THE RECORDS >>
....................

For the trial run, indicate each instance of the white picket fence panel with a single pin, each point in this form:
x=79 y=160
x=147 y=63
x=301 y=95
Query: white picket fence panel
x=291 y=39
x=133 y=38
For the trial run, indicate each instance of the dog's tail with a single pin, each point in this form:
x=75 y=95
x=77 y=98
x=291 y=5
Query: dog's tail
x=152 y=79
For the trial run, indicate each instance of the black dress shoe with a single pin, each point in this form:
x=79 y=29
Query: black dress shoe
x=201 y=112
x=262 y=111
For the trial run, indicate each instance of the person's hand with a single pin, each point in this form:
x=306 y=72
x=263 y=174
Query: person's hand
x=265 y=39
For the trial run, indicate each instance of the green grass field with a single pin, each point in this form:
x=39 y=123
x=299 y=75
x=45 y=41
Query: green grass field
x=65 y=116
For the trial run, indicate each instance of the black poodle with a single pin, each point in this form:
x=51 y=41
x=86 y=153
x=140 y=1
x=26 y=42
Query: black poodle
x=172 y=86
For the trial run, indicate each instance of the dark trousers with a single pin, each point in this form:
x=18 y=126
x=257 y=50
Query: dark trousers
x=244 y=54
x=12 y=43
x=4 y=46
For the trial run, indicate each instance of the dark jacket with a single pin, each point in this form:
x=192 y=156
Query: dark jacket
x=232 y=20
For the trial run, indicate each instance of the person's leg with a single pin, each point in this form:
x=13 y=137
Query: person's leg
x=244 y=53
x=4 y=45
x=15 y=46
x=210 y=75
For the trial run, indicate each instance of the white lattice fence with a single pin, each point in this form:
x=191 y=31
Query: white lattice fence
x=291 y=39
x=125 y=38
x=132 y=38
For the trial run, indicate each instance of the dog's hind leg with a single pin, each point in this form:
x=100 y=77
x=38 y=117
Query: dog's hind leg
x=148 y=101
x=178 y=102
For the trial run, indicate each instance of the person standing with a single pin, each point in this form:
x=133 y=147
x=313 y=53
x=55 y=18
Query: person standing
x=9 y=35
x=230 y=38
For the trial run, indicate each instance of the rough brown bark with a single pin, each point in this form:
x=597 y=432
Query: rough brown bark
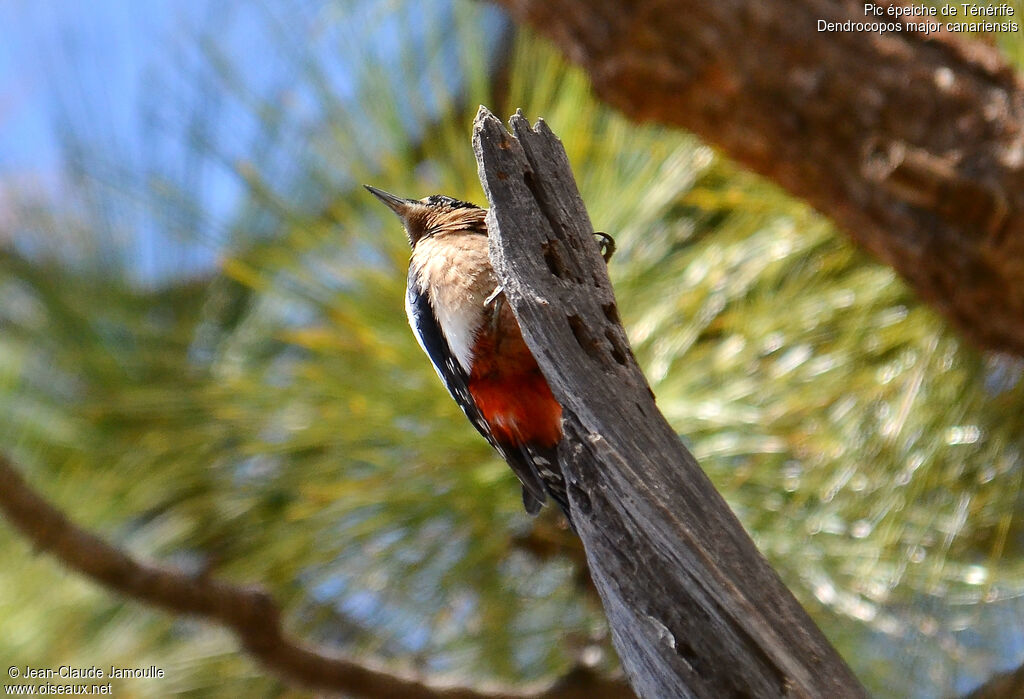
x=912 y=144
x=694 y=608
x=251 y=614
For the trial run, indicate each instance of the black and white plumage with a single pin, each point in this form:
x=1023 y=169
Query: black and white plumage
x=472 y=339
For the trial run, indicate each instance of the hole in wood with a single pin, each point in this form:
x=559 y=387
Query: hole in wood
x=580 y=499
x=586 y=341
x=617 y=351
x=611 y=313
x=553 y=260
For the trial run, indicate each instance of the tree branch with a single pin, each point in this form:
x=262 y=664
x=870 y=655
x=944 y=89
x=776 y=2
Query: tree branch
x=249 y=612
x=694 y=608
x=913 y=144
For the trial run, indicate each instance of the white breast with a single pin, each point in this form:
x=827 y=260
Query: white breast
x=457 y=272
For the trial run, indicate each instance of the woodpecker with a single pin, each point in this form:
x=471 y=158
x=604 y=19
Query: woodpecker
x=456 y=308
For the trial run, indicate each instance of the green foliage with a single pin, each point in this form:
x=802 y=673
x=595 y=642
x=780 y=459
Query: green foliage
x=272 y=420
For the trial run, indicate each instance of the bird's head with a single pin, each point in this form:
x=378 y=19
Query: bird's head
x=431 y=215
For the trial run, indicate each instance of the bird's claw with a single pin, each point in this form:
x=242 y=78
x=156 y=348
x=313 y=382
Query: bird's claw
x=494 y=296
x=607 y=246
x=495 y=301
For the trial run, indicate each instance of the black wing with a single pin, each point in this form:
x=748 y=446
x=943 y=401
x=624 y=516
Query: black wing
x=433 y=342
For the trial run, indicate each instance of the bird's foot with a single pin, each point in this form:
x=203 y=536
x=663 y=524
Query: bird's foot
x=495 y=302
x=607 y=245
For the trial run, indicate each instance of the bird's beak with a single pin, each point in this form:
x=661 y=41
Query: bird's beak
x=396 y=204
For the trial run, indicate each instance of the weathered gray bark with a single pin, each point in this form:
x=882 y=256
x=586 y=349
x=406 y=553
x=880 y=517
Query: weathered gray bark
x=913 y=144
x=694 y=608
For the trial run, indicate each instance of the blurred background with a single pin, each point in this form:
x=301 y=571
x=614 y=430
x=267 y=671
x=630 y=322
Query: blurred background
x=204 y=357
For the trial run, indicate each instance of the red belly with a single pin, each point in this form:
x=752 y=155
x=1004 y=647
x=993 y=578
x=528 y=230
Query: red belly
x=513 y=396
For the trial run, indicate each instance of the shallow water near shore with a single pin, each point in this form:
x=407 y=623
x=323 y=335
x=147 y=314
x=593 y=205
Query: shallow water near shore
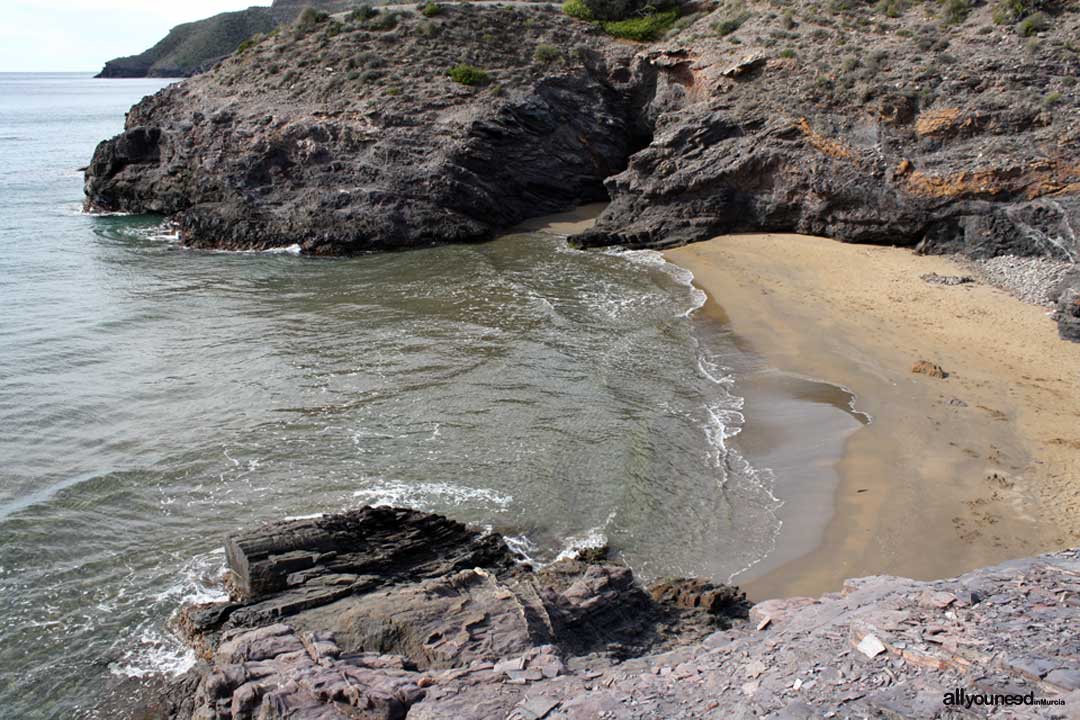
x=157 y=398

....................

TASK TO CARRY OUT >>
Give the data above again in full and unchanged, skipping the pictures.

ANSWER BELOW >>
For the trial run, indicate each instance of the white picket fence panel with a single pin, each point in this form:
x=79 y=160
x=147 y=63
x=301 y=95
Query: white picket fence panel
x=291 y=39
x=133 y=38
For the trial run, indicate each instance of the dog's tail with a single pin, each point in this form:
x=75 y=95
x=77 y=98
x=291 y=5
Query: dog's tail
x=152 y=79
For the trial run, indicate each instance of the black dress shoe with a single pin, each point in this form:
x=79 y=29
Query: black dress shoe
x=201 y=112
x=262 y=111
For the trial run, indicate each instance of the person's hand with a single pin, each point in this form:
x=306 y=72
x=263 y=174
Query: person's hand
x=265 y=39
For the trial run, indicate each instance of the green grass field with a single pin, each point in this form:
x=39 y=123
x=299 y=75
x=45 y=41
Query: green grass field
x=65 y=116
For the trial run, indicate each instance of the black poodle with a single pin, each point in this form:
x=51 y=41
x=86 y=153
x=140 y=1
x=26 y=42
Query: black poodle
x=172 y=86
For the trial run, indicate each instance of the dark trousers with a single pin, each point in this form:
x=18 y=126
x=257 y=50
Query: dark trousers
x=244 y=54
x=12 y=43
x=4 y=46
For the trial run, indicate each instance of the dark jacket with a single pin, each point in this form:
x=192 y=156
Query: dark jacket
x=232 y=20
For the trial run, indicate each instance of the person's leg with a single pin, each point in this form:
x=13 y=137
Query: person's leg
x=244 y=53
x=4 y=45
x=15 y=46
x=210 y=75
For the trial run, indicate each instance of the white lattice fence with a single pin, each point in this form:
x=191 y=31
Query: white lattice fence
x=291 y=39
x=125 y=38
x=132 y=38
For the trial run, indicate each instance of the dog's hind leg with a single pin, each point in this form:
x=100 y=77
x=38 y=117
Query: dog's hind leg
x=148 y=101
x=178 y=102
For the trial run, indicate each instance of the person standing with a single pin, each point in this form:
x=133 y=147
x=313 y=53
x=55 y=18
Query: person standing
x=9 y=35
x=230 y=38
For the trial run, indicate each instance of the rough brown bark with a single pin, each point in this form:
x=597 y=432
Query: rough brown bark
x=912 y=144
x=694 y=608
x=251 y=614
For the trial run, indicate each instance of the black and white plumage with a single pin, each point in this form:
x=1023 y=169
Query: black and white plumage
x=472 y=339
For the trial run, indicate each instance of the hole in wood with a single pin, each point in this form:
x=559 y=387
Query: hole in wood
x=580 y=499
x=586 y=341
x=617 y=351
x=611 y=313
x=553 y=260
For the trial run, indicate each instance of the tree branch with a single pin, each point in this form:
x=262 y=664
x=870 y=655
x=944 y=89
x=776 y=2
Query: tree branch
x=249 y=612
x=694 y=608
x=913 y=144
For the trial run, indicate each instance of the white breast with a single pin, each point in this form:
x=827 y=260
Query: white breast
x=457 y=272
For the trial run, indicate each instance of the woodpecker with a single pin, each point in this form:
x=471 y=158
x=604 y=19
Query: woodpecker
x=456 y=308
For the trial run, indicate each instance of the green foliage with a single pin, each point in this form:
x=802 y=673
x=595 y=642
x=780 y=459
Query: green foliage
x=272 y=420
For the trial run, indicate each instance of the bird's head with a single pin, each point in this form:
x=378 y=19
Query: bird's head
x=431 y=215
For the trial run, indicate each instance of the bird's claw with a single pin, each point in this form:
x=242 y=78
x=156 y=348
x=313 y=382
Query: bird's claw
x=494 y=296
x=607 y=246
x=495 y=301
For the trial run, indicate each instance of the black wing with a single pin, each point in this form:
x=748 y=446
x=943 y=401
x=624 y=516
Query: black wing
x=433 y=342
For the trial run, indicate each instance of the bird's foot with a single pin, each point in this form:
x=203 y=536
x=663 y=524
Query: bird's foot
x=495 y=302
x=607 y=245
For the trial run, indicate each instance of the bird's beak with a single pin, each point in this form:
x=661 y=41
Query: bird's beak
x=396 y=204
For the trial run, indicate each instance of the weathered gray bark with a single pin, each point in this form:
x=882 y=256
x=586 y=349
x=406 y=553
x=880 y=517
Query: weathered gray bark
x=913 y=144
x=694 y=608
For the trial run, indicate each instance of the blurred background with a single pin, each point in this form:
x=301 y=571
x=614 y=430
x=267 y=671
x=630 y=322
Query: blurred background
x=204 y=357
For the trial run, indicate each instance of the red belly with a single pin, each point in this form:
x=752 y=155
x=1004 y=647
x=993 y=578
x=528 y=230
Query: red belly
x=513 y=396
For the trial run, indicate each instance of the shallow water near shore with a single pin, each point in this form:
x=407 y=623
x=323 y=335
x=147 y=314
x=593 y=205
Query: shallow water near shore
x=157 y=398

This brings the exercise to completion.